* **Problem details**: Please copy every row below word for word, and leave the picture out of your copy.
::: Input
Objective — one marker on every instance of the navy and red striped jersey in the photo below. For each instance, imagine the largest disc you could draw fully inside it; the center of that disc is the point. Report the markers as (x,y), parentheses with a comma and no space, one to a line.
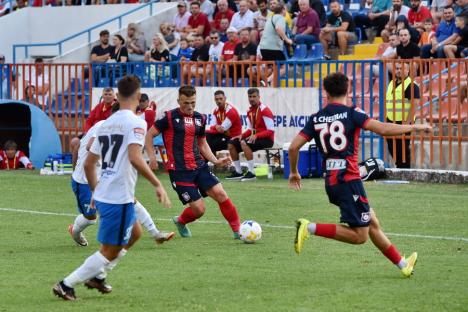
(181,134)
(336,130)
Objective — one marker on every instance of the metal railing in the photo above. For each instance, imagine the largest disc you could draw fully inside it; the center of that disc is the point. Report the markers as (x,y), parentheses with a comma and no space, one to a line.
(87,32)
(64,92)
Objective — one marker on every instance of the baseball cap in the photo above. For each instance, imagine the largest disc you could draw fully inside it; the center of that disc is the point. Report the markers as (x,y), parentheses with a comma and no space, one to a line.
(231,29)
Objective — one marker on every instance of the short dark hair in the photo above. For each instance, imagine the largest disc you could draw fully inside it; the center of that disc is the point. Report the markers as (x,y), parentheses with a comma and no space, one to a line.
(252,91)
(10,144)
(128,85)
(120,38)
(336,84)
(115,107)
(187,90)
::::::
* **Answer below**:
Objective — one marker on every instance of the navy and red striped jersey in the photo below. For each instance, imagine the largest disc you could draw fully inside it; the center of that disc is the point. Report the markers as (x,y), parentheses with a comma and no space, one to a line.
(181,134)
(336,130)
Objective — one marker on every instance of the metal railing in the photo above. For each instance, imagine the largest disc you could draw fully inside it; the center of that disc is the point. Report the markers as (x,y), parentheses with a comma and no space, one to a line.
(87,32)
(64,92)
Objective — one marker on every instance of the baseball cap in the photo above. For each instance, imagine the largest disc you could draw fully inside it; the center of that disc is the point. Report the markers as (x,y), parentheses with a comma and no space, one to a line.
(231,29)
Objective — one marker on every instance of the short dark hair in the photo above. For each instance, imagine the largest disc you could draw fully inside it; the center of that disc is the point. Report the markers as (x,y), parentheses with a comma and no space, one to a line.
(252,91)
(10,144)
(128,85)
(120,38)
(336,84)
(115,107)
(187,90)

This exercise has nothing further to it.